Data drawn from a collection

***

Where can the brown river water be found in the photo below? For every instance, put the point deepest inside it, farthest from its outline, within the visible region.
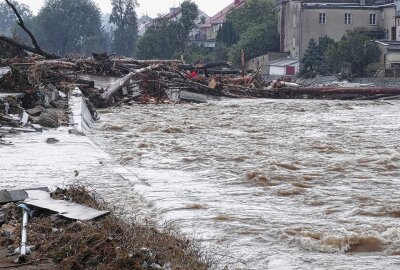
(269, 184)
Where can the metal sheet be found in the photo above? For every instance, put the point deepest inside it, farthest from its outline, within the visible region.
(16, 195)
(194, 97)
(67, 209)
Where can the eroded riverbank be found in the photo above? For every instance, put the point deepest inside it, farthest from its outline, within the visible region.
(295, 184)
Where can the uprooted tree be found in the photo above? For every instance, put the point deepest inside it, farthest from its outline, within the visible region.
(36, 48)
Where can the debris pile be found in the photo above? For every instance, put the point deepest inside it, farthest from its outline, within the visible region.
(105, 242)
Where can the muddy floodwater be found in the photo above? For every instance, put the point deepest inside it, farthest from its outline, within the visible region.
(269, 184)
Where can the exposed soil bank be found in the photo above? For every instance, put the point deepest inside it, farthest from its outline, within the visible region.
(107, 243)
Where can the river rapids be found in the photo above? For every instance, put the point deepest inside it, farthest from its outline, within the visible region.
(268, 184)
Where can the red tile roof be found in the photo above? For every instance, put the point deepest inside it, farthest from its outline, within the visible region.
(220, 16)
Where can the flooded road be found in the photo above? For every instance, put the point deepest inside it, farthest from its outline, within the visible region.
(271, 184)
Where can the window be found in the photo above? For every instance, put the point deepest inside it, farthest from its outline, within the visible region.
(372, 19)
(347, 18)
(322, 18)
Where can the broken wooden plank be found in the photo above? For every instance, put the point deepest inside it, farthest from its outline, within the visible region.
(67, 209)
(123, 81)
(7, 196)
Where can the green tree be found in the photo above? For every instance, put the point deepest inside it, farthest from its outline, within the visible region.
(227, 34)
(257, 24)
(8, 20)
(254, 12)
(166, 38)
(161, 41)
(123, 16)
(221, 51)
(189, 12)
(256, 41)
(312, 60)
(63, 26)
(356, 50)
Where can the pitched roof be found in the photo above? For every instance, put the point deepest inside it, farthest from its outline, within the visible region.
(220, 16)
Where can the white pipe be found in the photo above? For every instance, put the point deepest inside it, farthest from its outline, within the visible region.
(24, 234)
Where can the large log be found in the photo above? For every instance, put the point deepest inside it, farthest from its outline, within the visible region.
(36, 48)
(124, 81)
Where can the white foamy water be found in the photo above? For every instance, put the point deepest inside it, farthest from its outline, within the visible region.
(274, 184)
(270, 184)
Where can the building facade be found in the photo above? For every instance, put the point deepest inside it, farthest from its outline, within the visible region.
(209, 29)
(303, 20)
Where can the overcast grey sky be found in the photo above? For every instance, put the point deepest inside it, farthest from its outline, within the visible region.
(150, 7)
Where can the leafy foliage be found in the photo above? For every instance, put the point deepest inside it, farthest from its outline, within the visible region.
(68, 26)
(8, 20)
(196, 54)
(123, 16)
(221, 51)
(355, 49)
(256, 41)
(161, 41)
(257, 24)
(354, 52)
(227, 34)
(254, 12)
(167, 38)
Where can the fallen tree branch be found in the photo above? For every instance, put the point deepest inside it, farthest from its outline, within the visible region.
(36, 48)
(124, 80)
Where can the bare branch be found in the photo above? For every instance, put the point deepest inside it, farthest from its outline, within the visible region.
(36, 49)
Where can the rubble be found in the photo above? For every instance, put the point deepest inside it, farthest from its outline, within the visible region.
(108, 242)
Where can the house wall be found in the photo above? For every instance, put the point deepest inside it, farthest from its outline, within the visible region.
(274, 70)
(301, 23)
(392, 57)
(335, 26)
(290, 28)
(262, 61)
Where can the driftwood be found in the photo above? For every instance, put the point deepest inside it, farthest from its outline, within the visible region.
(36, 48)
(124, 81)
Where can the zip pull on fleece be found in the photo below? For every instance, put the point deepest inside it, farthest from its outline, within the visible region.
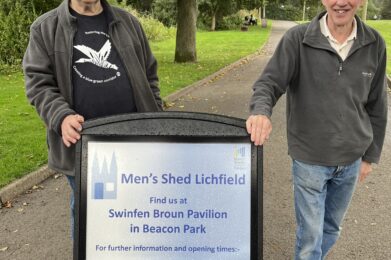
(340, 68)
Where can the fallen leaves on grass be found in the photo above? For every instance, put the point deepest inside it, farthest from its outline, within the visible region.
(8, 204)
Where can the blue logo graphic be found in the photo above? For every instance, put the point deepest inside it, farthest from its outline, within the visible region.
(104, 180)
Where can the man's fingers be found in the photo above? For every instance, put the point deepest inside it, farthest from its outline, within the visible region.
(249, 124)
(71, 126)
(76, 125)
(259, 128)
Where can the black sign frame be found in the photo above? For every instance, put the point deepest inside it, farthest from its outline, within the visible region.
(170, 127)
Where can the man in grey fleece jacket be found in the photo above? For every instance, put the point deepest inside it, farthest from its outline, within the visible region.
(333, 70)
(86, 59)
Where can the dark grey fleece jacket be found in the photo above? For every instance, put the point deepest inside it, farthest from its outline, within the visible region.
(336, 110)
(47, 69)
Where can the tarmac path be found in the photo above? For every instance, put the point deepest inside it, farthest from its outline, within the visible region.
(37, 226)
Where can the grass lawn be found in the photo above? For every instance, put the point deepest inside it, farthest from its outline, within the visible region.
(22, 133)
(384, 28)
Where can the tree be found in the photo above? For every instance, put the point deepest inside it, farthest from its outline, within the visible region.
(185, 50)
(216, 7)
(386, 10)
(140, 5)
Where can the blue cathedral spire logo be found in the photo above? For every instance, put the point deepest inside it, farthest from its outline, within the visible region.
(104, 179)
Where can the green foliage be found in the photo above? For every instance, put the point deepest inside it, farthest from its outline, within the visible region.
(165, 11)
(279, 11)
(14, 33)
(142, 6)
(22, 133)
(217, 8)
(154, 29)
(386, 11)
(230, 22)
(384, 28)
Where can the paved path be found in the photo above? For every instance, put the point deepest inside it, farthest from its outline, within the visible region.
(37, 226)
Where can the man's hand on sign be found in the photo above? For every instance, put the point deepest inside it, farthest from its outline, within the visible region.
(260, 127)
(70, 128)
(365, 170)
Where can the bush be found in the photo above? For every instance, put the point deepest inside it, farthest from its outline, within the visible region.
(155, 30)
(14, 33)
(283, 12)
(231, 22)
(165, 11)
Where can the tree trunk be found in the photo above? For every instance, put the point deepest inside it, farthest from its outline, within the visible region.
(185, 50)
(213, 26)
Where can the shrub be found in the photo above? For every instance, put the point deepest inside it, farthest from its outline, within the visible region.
(155, 30)
(230, 22)
(283, 12)
(14, 33)
(165, 11)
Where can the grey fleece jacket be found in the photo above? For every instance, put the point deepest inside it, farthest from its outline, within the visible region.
(336, 110)
(47, 69)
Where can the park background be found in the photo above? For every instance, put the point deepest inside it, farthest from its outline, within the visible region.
(221, 39)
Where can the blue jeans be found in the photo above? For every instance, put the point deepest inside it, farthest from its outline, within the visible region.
(322, 196)
(71, 181)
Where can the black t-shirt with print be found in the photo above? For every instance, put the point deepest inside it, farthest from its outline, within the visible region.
(100, 84)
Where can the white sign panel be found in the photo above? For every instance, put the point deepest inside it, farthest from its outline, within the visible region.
(162, 200)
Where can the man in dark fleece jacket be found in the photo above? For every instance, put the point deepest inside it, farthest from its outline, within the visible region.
(333, 70)
(86, 59)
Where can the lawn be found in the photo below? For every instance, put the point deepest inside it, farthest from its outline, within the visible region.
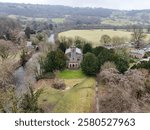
(58, 20)
(95, 35)
(79, 98)
(71, 74)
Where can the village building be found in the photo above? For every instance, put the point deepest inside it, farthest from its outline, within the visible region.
(74, 56)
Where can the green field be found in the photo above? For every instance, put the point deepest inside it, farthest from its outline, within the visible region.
(78, 97)
(71, 74)
(58, 20)
(95, 35)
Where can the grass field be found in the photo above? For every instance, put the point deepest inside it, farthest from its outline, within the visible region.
(78, 97)
(71, 74)
(58, 20)
(95, 35)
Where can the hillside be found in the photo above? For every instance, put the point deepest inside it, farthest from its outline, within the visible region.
(78, 16)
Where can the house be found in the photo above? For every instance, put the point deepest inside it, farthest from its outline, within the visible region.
(74, 56)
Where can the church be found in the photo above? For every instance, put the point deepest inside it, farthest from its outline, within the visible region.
(74, 56)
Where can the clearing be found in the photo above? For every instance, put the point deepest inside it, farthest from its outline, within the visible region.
(94, 36)
(58, 20)
(78, 97)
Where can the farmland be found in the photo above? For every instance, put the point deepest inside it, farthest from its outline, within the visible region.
(78, 96)
(95, 35)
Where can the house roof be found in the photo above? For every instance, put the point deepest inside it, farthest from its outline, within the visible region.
(77, 51)
(141, 52)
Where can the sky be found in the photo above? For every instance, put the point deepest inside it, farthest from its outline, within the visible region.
(112, 4)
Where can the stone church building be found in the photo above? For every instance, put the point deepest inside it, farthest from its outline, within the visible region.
(74, 56)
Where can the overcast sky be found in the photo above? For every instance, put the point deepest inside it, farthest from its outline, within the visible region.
(114, 4)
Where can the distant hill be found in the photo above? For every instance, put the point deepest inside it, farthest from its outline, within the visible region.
(50, 11)
(94, 16)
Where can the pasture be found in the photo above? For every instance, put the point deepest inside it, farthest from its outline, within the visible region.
(94, 36)
(78, 96)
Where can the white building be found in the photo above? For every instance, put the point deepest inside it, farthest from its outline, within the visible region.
(74, 56)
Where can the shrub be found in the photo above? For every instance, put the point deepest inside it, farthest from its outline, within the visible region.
(87, 48)
(89, 64)
(59, 84)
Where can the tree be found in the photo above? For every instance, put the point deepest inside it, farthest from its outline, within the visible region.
(62, 46)
(89, 64)
(122, 64)
(108, 65)
(7, 27)
(104, 56)
(6, 74)
(4, 51)
(105, 40)
(55, 60)
(138, 36)
(87, 48)
(98, 49)
(28, 32)
(23, 57)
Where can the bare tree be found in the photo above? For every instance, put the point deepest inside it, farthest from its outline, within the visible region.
(105, 40)
(138, 37)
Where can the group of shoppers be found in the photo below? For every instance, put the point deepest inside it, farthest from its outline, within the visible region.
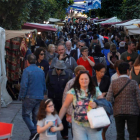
(65, 73)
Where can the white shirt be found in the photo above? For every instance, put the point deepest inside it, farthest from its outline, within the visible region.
(101, 39)
(114, 76)
(78, 51)
(69, 51)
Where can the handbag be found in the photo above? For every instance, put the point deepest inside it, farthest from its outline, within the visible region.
(98, 118)
(122, 89)
(80, 109)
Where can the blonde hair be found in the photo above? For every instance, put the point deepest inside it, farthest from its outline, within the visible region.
(50, 46)
(79, 68)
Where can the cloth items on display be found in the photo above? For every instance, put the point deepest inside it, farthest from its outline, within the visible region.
(13, 59)
(98, 118)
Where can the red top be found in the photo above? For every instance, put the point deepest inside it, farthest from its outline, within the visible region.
(86, 64)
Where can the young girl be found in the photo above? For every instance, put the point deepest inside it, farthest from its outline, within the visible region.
(48, 121)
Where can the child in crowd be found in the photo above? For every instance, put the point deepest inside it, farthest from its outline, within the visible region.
(48, 121)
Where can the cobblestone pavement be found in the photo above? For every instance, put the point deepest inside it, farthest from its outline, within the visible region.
(21, 132)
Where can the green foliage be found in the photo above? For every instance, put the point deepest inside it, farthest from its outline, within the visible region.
(130, 9)
(109, 8)
(14, 13)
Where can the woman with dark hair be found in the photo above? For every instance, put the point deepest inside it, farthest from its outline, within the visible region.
(94, 42)
(41, 63)
(87, 61)
(48, 121)
(112, 57)
(103, 82)
(82, 92)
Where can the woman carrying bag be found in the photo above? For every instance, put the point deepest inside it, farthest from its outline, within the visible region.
(82, 95)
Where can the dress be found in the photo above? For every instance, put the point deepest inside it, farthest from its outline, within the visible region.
(82, 130)
(48, 135)
(86, 64)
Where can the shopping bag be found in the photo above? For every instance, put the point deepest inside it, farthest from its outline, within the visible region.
(98, 118)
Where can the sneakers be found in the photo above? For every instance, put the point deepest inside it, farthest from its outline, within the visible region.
(34, 136)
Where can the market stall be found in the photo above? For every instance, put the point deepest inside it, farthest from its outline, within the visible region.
(39, 27)
(11, 50)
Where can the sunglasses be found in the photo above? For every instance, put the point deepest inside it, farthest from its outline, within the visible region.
(50, 106)
(81, 46)
(41, 54)
(60, 69)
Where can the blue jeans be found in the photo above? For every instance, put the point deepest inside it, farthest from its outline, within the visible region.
(30, 106)
(85, 133)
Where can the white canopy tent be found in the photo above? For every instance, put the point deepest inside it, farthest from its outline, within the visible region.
(111, 20)
(131, 27)
(4, 96)
(16, 33)
(134, 32)
(134, 21)
(54, 20)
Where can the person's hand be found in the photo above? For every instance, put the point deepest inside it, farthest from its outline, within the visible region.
(118, 54)
(68, 118)
(53, 129)
(50, 124)
(45, 96)
(92, 104)
(110, 54)
(61, 56)
(104, 94)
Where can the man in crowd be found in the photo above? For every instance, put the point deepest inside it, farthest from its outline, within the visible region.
(68, 47)
(125, 94)
(68, 60)
(32, 89)
(76, 54)
(56, 81)
(130, 55)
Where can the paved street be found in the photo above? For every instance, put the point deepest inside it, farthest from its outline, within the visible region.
(12, 114)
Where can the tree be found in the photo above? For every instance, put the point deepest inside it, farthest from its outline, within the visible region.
(130, 9)
(109, 8)
(14, 13)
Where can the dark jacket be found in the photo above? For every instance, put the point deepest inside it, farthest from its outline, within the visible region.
(105, 104)
(74, 54)
(56, 84)
(105, 83)
(32, 83)
(44, 65)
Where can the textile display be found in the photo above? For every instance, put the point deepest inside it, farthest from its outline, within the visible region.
(5, 97)
(13, 59)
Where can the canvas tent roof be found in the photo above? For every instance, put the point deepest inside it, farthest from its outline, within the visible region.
(134, 32)
(16, 33)
(129, 22)
(54, 20)
(39, 27)
(131, 27)
(111, 20)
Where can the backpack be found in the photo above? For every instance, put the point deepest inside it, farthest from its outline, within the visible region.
(98, 59)
(80, 109)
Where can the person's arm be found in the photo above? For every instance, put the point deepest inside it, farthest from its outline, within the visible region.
(110, 96)
(46, 68)
(44, 128)
(108, 58)
(23, 85)
(65, 106)
(74, 64)
(119, 56)
(55, 129)
(137, 94)
(91, 61)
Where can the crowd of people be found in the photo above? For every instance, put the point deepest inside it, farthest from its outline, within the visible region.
(78, 65)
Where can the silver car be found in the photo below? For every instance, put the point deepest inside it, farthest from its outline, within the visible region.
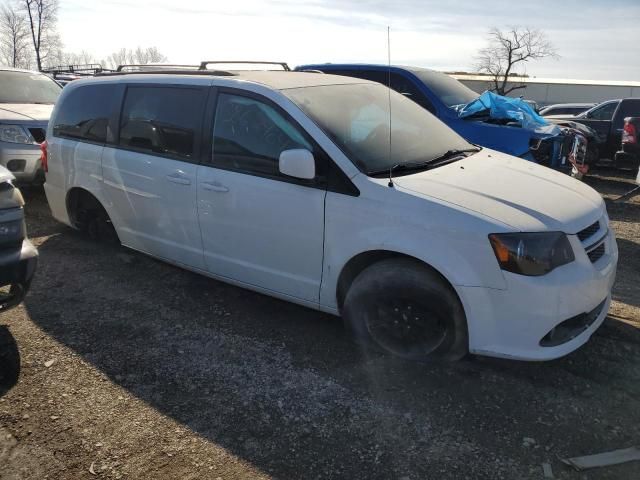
(26, 102)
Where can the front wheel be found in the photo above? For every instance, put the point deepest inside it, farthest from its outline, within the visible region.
(406, 309)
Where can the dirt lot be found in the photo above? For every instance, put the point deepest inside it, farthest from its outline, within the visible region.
(119, 366)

***

Arrange the lines starting with the one containing "Where can the dirt" and going on through the end as a two-column CSV with the headers text and answer. Each row should pair one text with its answer, with both fields quoted and any line breaks replaced by spaces.

Written answer:
text,answer
"Where can the dirt lot be found in the photo above? For every instance, put the point deepest inside it, farthest from its outline, within the visible region.","(119, 366)"